*WORK INSTRUCTIONS*
A line belongs in the answer if it contains "rear"; copy every such line from the entries below.

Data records

--- START ---

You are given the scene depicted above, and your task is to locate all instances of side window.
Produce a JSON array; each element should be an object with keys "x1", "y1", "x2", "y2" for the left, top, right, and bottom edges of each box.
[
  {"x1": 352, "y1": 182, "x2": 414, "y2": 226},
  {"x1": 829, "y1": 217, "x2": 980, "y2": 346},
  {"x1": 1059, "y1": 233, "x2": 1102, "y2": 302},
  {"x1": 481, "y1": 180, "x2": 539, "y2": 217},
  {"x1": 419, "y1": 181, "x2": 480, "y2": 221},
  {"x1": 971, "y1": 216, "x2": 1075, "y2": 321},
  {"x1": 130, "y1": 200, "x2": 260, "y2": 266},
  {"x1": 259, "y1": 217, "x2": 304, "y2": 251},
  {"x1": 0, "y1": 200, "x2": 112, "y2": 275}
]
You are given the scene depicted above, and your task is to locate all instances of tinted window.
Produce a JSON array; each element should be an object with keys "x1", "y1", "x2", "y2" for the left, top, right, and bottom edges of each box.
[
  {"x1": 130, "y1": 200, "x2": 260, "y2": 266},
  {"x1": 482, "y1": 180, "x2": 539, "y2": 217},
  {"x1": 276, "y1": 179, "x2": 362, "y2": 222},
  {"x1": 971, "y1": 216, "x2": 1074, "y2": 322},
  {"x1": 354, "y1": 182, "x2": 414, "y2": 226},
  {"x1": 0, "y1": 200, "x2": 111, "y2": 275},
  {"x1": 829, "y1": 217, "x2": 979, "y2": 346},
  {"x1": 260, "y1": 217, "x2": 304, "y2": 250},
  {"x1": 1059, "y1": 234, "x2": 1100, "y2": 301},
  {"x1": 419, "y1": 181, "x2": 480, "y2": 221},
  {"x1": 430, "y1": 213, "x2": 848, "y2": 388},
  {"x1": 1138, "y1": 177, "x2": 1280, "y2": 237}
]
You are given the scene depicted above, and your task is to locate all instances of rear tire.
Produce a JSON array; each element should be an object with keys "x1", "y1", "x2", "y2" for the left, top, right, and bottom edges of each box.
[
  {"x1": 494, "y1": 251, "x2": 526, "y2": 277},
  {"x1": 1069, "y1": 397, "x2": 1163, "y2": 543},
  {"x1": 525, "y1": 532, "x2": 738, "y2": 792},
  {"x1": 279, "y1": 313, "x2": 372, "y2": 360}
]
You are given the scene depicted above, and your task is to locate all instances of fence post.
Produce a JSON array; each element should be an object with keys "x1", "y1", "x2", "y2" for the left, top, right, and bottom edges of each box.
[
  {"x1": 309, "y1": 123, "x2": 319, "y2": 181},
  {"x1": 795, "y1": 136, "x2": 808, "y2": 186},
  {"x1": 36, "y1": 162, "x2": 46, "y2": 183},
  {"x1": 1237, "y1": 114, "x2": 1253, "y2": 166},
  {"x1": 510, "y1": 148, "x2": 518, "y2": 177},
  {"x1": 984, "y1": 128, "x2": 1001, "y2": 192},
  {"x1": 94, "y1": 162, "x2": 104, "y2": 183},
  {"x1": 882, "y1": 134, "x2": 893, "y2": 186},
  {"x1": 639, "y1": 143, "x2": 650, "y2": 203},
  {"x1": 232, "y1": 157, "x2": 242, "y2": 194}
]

--- END ---
--- START ---

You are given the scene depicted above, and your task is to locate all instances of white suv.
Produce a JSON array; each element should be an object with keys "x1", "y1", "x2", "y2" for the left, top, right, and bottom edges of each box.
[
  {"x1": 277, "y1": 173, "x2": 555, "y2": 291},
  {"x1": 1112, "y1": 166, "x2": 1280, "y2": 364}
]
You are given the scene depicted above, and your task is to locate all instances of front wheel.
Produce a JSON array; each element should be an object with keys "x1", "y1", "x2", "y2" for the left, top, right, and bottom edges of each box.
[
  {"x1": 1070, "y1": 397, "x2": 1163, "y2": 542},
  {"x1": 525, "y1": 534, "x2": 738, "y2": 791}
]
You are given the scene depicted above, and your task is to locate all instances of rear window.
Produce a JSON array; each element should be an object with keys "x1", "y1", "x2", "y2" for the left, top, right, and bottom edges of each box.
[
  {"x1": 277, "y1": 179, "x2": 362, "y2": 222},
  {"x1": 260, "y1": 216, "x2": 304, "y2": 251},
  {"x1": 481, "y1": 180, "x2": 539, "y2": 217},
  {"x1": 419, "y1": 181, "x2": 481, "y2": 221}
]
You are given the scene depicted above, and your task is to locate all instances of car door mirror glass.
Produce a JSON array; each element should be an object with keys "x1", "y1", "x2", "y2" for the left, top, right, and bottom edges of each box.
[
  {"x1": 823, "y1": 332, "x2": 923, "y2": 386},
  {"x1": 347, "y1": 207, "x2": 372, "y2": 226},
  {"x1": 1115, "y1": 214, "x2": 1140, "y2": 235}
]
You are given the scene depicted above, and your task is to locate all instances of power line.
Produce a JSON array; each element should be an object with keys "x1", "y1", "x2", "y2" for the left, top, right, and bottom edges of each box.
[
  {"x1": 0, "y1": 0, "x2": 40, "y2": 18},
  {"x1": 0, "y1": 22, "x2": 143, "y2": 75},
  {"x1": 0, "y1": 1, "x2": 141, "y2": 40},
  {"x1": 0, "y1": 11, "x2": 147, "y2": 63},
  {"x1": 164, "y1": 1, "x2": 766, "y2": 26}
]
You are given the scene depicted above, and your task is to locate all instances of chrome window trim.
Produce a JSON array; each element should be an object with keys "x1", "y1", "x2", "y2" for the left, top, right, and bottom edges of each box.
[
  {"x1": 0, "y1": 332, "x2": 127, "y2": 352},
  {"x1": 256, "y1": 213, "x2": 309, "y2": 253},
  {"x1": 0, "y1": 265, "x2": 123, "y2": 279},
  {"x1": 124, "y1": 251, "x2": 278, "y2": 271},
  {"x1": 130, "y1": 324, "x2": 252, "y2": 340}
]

--- END ---

*PROBLEM SOLUTION*
You are given the scene depicted above, and your task is to locate all instances of rear tire.
You are given the scene depicted above, and your task is to locate all instances of rear window.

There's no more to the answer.